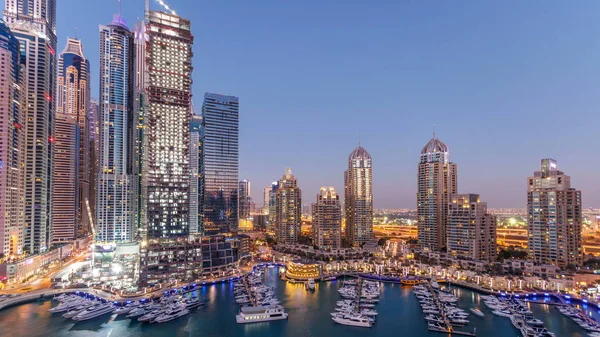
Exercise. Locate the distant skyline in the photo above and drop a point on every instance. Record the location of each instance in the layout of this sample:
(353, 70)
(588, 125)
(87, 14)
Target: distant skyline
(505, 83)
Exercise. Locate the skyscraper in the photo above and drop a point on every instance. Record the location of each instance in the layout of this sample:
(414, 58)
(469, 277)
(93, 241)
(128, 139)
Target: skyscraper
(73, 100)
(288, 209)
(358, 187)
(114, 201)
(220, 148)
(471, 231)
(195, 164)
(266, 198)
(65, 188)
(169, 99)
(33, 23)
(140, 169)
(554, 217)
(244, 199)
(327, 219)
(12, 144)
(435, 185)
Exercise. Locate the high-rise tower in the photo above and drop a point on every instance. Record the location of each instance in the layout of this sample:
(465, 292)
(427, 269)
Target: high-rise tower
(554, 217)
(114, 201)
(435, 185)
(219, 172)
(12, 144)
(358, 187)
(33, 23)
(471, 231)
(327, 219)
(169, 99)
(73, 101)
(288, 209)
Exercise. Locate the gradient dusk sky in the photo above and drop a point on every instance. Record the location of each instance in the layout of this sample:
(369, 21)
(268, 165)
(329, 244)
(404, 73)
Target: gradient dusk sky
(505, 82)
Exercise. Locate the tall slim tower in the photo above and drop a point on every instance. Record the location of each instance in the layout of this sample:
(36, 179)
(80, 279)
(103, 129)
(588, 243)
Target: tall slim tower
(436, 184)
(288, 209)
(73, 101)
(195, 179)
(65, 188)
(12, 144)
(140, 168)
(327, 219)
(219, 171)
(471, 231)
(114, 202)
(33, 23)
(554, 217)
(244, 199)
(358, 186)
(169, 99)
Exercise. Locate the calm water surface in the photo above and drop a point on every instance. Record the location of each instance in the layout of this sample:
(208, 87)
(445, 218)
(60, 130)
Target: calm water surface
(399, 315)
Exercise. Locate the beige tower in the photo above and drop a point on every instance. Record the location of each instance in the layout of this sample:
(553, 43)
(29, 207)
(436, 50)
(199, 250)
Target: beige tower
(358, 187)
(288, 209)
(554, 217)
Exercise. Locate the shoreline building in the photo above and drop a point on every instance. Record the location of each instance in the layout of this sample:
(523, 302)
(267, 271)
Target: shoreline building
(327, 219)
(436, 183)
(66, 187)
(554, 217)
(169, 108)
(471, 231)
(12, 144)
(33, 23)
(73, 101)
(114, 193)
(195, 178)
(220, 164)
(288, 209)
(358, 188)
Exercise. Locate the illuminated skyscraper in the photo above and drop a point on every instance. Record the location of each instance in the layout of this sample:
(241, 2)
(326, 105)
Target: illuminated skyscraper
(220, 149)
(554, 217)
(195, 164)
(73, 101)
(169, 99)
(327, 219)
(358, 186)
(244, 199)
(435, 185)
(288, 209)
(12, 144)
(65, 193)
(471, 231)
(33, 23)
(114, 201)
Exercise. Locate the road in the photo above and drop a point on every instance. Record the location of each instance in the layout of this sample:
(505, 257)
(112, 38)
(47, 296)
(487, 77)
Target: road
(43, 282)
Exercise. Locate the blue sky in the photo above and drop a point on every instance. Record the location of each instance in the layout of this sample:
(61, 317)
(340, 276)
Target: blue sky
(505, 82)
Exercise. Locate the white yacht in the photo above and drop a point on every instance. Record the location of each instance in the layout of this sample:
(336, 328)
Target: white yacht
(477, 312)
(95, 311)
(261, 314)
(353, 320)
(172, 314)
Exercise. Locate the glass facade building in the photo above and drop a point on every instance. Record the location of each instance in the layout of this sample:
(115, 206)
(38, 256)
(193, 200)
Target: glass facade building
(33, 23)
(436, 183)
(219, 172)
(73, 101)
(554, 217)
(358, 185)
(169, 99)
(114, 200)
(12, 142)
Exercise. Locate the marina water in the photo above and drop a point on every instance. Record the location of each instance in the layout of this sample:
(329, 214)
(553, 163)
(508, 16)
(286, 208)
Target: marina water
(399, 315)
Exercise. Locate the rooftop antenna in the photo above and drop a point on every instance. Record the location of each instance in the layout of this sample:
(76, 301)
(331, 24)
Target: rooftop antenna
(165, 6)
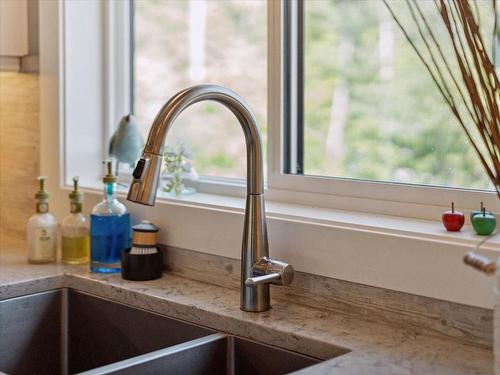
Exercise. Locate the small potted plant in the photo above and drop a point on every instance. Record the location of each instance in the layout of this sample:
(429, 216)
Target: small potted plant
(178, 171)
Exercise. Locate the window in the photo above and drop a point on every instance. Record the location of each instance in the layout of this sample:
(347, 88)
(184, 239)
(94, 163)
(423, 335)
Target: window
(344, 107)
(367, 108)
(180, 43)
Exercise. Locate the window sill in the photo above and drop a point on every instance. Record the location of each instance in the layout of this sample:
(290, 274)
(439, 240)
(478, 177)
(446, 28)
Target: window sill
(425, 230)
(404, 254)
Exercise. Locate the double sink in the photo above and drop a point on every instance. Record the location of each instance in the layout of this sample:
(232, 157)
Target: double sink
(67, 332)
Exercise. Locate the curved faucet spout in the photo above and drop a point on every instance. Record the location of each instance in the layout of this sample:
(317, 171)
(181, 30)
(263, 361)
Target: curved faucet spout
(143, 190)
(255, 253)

___

* Written request *
Output everything from the line containing "Exercise. Locate the window sill" down to the last line above as a Markdown table with the columns Row and Line, giving each line its own numbered row and omitting blank lines.

* Correct result *
| Row | Line |
|---|---|
| 1 | Exercise. Locate the window sill in the photo above and drop a point on every instance. Record the location of each instance in the layout of this sample: |
| 2 | (290, 274) |
| 3 | (439, 240) |
| 4 | (478, 177) |
| 5 | (446, 28) |
| 6 | Target: window sill |
| 7 | (425, 230) |
| 8 | (404, 254) |
| 9 | Exercise. Locate the double sink in the photo above and drop a point on every instance. Record the location of each instance in the layout of this sample: |
| 10 | (232, 157) |
| 11 | Target: double sink |
| 12 | (67, 332) |
| 13 | Exercise. Locate the curved faucet spout in the photo above and drop a point on every instance. Record the location of each instance in the layout of this sample: |
| 14 | (317, 171) |
| 15 | (181, 30) |
| 16 | (263, 361) |
| 17 | Target: curved faucet spout |
| 18 | (143, 190) |
| 19 | (255, 253) |